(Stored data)
· · · ·

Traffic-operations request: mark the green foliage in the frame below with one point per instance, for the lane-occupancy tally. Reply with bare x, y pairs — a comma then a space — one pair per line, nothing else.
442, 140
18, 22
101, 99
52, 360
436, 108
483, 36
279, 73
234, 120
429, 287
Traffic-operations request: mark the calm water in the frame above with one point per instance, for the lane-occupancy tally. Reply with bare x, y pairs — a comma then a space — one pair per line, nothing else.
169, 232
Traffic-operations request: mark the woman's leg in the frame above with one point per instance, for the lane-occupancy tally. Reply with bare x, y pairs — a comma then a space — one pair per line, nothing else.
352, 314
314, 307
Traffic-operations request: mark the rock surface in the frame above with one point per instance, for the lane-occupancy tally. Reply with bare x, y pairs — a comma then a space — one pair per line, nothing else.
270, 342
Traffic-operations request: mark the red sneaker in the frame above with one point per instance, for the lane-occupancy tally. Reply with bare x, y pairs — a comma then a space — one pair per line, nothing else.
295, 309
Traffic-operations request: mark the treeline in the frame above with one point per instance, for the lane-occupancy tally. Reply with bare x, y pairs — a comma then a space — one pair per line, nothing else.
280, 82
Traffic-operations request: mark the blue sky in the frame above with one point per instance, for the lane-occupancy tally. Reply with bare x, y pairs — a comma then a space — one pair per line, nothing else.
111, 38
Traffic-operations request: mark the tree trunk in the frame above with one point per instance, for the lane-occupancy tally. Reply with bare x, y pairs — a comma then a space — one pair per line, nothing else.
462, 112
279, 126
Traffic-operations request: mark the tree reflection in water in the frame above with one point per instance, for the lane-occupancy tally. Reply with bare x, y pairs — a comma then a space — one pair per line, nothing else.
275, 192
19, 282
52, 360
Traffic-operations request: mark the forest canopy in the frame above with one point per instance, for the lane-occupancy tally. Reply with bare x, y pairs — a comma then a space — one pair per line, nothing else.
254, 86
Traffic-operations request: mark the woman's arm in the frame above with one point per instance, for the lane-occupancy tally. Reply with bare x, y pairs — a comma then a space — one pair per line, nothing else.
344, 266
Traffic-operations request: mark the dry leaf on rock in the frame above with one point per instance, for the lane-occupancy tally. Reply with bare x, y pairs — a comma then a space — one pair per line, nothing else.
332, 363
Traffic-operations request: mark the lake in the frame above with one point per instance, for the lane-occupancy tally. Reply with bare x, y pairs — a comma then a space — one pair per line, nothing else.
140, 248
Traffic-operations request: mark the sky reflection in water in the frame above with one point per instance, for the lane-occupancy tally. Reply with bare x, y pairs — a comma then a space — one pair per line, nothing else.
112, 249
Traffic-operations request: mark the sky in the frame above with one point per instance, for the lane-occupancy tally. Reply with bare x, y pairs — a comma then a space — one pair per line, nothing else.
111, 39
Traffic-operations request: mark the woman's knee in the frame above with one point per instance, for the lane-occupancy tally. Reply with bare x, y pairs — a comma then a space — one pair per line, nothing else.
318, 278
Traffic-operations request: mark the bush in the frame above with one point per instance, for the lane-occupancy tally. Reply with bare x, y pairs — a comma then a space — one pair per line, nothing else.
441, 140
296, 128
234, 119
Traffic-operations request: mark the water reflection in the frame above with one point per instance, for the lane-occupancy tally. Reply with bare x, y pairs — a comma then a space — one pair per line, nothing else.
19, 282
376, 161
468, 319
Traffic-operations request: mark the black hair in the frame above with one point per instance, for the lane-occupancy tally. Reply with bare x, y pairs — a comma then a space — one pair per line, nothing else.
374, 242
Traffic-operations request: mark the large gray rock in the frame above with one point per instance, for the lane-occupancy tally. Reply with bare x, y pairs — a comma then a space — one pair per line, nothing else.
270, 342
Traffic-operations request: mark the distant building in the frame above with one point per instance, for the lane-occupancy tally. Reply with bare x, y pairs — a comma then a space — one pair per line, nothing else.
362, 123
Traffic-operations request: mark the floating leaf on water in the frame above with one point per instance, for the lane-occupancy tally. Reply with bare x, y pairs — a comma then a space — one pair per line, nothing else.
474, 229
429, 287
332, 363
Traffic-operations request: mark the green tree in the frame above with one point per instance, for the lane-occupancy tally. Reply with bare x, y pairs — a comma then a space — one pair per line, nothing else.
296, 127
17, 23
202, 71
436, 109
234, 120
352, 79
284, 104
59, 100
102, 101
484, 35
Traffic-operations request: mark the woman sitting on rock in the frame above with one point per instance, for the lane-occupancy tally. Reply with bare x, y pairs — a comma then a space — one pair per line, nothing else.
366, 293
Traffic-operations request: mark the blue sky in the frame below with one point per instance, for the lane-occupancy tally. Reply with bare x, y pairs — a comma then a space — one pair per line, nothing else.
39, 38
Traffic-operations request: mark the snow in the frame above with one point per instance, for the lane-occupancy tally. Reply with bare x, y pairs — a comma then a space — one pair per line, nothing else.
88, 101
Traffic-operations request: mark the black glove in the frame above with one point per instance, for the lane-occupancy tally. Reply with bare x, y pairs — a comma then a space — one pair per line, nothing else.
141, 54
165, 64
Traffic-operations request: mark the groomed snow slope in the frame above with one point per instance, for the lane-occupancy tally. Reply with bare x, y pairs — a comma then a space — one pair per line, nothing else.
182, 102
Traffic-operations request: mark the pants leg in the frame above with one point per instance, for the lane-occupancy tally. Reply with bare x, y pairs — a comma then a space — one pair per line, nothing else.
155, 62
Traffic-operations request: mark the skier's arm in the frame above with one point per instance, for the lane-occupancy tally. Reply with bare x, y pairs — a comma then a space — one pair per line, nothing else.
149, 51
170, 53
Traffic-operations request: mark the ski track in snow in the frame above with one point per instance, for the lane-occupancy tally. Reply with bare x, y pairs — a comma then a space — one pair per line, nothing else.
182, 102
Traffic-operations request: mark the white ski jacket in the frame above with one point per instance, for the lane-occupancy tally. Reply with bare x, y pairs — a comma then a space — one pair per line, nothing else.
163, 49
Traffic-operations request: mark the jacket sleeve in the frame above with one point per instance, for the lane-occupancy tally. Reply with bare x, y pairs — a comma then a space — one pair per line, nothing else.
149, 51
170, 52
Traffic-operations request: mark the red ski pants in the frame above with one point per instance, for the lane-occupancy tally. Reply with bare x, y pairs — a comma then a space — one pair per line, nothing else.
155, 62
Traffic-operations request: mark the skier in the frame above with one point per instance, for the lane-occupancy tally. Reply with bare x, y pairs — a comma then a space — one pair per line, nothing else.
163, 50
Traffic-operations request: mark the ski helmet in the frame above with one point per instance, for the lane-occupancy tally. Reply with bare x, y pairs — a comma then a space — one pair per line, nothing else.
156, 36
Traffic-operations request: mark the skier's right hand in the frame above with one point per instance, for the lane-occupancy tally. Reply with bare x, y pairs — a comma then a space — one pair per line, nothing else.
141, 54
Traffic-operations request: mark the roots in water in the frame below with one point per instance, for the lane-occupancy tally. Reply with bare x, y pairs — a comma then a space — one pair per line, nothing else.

· · · ·

▶ **What to produce**
Write each record above out again exactly as it reads.

▶ **Response to this exercise**
Traffic-operations request: mark the green foliage in the frame below with one point per instance, for the lane-occupancy tally. Reply with bare x, y pairs — a comma then a space — one pair per line, nothing else.
442, 140
18, 22
101, 99
52, 360
436, 108
483, 36
279, 73
234, 120
429, 287
Traffic-operations request: mark the calm water in the frame above with one point per instance, for the lane-occupancy tally. Reply with bare x, y pairs — a comma then a space — one pair per line, nothing else.
169, 232
Traffic-operations request: mark the woman's leg in the frame above with one point per instance, for the lane-occupancy tally. Reply with bare x, y pairs — a comma then a space — one pair per line, nothing else.
352, 314
314, 307
Traffic-operations request: mark the rock surface in the frame above with one point per instance, for the lane-occupancy tally. Reply with bare x, y pairs — a comma then a space — one pair per line, nothing else.
270, 342
Traffic-operations request: mark the red sneaker in the frame above with one point per instance, for the lane-occupancy tally. Reply with bare x, y pairs — a comma then a space — one pair per line, nothing else.
295, 309
Traffic-operations request: mark the treeline in the frame above with one point per instance, for the lane-occupancy tally. Reply with bare x, y pairs — a comma then a space — one pair per line, nothing else.
280, 82
Traffic-operations request: mark the blue sky in the frame above with one point per instance, for the lane-occupancy tally. Reply with bare x, y pairs — a comma then a space — one pair per line, nothing else.
111, 38
Traffic-operations request: mark the tree trunk in the frame above with one point per instance, for the lane-occupancy tally. Reply with bare x, y pairs — a comma then a space — one pair per line, nothing else.
462, 112
279, 126
Traffic-operations request: mark the tree reflection in water in the frame above with one point per instance, for the lane-occupancy tally. Reply with bare x, y pairs — a comma then a space — one pair per line, nothing else.
275, 192
19, 282
52, 360
Traffic-operations request: mark the forest canopy in the frame above with one point per instance, for the lane-occupancy tally. Reply with bare x, y pairs — a comma then a space — one pair per line, nothing else.
254, 86
Traffic-operations request: mark the woman's arm in the frame above with one point per instance, for the lane-occupancy tally. Reply with bare x, y pairs — a comma then a space — one pair per line, nothing else.
344, 266
Traffic-operations request: mark the dry leaf on rock in the frame above with one point per instance, for the lane-occupancy tally. Reply with bare x, y pairs — a comma then a space — one pair per line, nothing else.
332, 363
Traffic-operations request: mark the lake in the frame above with one point per instance, for the lane-occupancy tally. Reply with bare x, y pairs — a comma then a space — one pair per line, nothing else.
140, 248
Traffic-operations request: mark the sky reflection in water in the frame above with one point per instance, for the lane-occupancy tally. Reply with bare x, y pairs — a comma then a space — one pair per line, nothing else.
112, 249
Traffic-operations request: mark the sky in the frame above with one point per instance, for the lane-occupancy tally. Reply with bare x, y pairs — a comma then a space — one pair per line, nothing else.
111, 39
Traffic-operations request: mark the woman's knee in the frame above with one point per instance, for the lane-occupancy tally. Reply with bare x, y pairs — a comma then a space — one pair per line, nothing else.
318, 278
Traffic-operations request: mark the bush in the frame above with one point per instance, for the lane-occupancy tally. Reply with bare x, y pairs — a comma then a space — one pair per line, nothing else.
441, 140
296, 128
234, 119
Traffic-operations request: mark the water reflection in the frame above with one point per instance, for the lane-occupancy tally. Reply with bare x, y pairs — a comma then a space — one pair per line, nothing else.
19, 282
376, 161
468, 319
Traffic-operations request: mark the black hair in the frame above with one point per instance, for the lane-occupancy tally. Reply with bare x, y pairs — a comma then a space — one pair per line, nothing else.
374, 242
Traffic-operations request: mark the large gray rock in the frame above with one point per instance, for the lane-occupancy tally. Reply with bare x, y pairs — a comma then a space — one pair per line, nothing else.
270, 342
Traffic-operations request: mark the distant building in the frame above with one point per instance, for the lane-occupancy tally. Reply with bare x, y pairs — a comma then a space — one pair per line, nothing else.
362, 123
Traffic-operations request: mark the floating leaf on water in the frame above with one point per instance, for the lane-occupancy tally. Reply with bare x, y pairs — a comma then a space — one pair per line, nothing else.
474, 229
429, 287
332, 363
Traffic-operations request: mark the green tree in the frame above with one point per instance, for the lane-occupancy tally. Reply with bare x, y pairs — a comma then a space — one pair per line, nothing else.
296, 127
17, 23
202, 71
436, 109
234, 120
352, 79
284, 104
59, 100
102, 101
484, 35
Traffic-operations request: mark the woman sitting on rock in the frame above with one point per instance, for the lane-occupancy tally. Reply with bare x, y pairs — a comma then a space — one pair per line, nothing else.
366, 293
Traffic-operations request: mark the blue sky in the frame below with one point per instance, for the lane-occupancy tally. Reply with bare x, y pairs — a comma then a space — one pair per line, nothing else.
39, 38
Traffic-operations request: mark the snow in the frame above with one point per instance, for the lane-occupancy tally. Reply with bare x, y pairs — a comma then a space — one pair per line, nothing else.
88, 101
Traffic-operations request: mark the black glove in the frame above with one point per instance, for the lane-occupancy tally. Reply with bare x, y pairs — a comma then a space — one pair per line, nothing else.
141, 54
165, 64
Traffic-operations request: mark the groomed snow slope in the frame above with one point per instance, for the lane-occupancy tally. Reply with bare x, y pairs — a comma then a space — one pair per line, nothing else.
182, 102
Traffic-operations request: mark the pants leg in the frame above with one point per instance, for the lane-occupancy tally. Reply with bare x, y pairs — a comma then a space — one pair per line, nothing else.
155, 62
Traffic-operations request: mark the skier's arm in the frame above with one point per instance, for the lane-occupancy tally. Reply with bare x, y pairs — a comma then a space — one pair per line, nothing else.
149, 51
170, 53
Traffic-operations request: mark the ski track in snow in the frame above with one point per instance, for the lane-occupancy tally. Reply with bare x, y pairs — a comma then a space — one pair per line, nothing else.
182, 102
Traffic-operations request: mark the white ski jacket in the frame above with one point per instance, for the lane-occupancy tally. Reply with bare x, y pairs — a comma then a space — one pair per line, nothing else.
163, 49
Traffic-operations request: mark the jacket sleeve in the frame above with one point per instance, for the lane-occupancy tally. Reply with bare x, y pairs — a comma then a space — one pair per line, nothing else.
149, 51
170, 52
Traffic-operations request: mark the red ski pants in the frame above with one point per instance, for the lane-occupancy tally. Reply with bare x, y pairs — a comma then a space — one pair per line, nothing else.
155, 62
Traffic-operations request: mark the skier in the frame above with one point per instance, for the lane-occupancy tally. Reply with bare x, y pairs — a comma then a space — one pair per line, nothing else.
163, 50
Traffic-operations request: mark the ski helmet in the frame above with one point per instance, for the lane-occupancy tally. Reply with bare x, y pairs — a comma then a space — one pair per line, nothing else.
156, 36
Traffic-operations request: mark the skier's right hand in the frame above with one point per instance, for the lane-occupancy tally. Reply with bare x, y pairs — a comma then a space — one pair per line, nothing else.
141, 54
Traffic-operations request: mark the roots in water in the frame below with one point per instance, for the lane-occupancy tally. Reply with bare x, y pairs — a comma then a space — one pair per line, nothing else.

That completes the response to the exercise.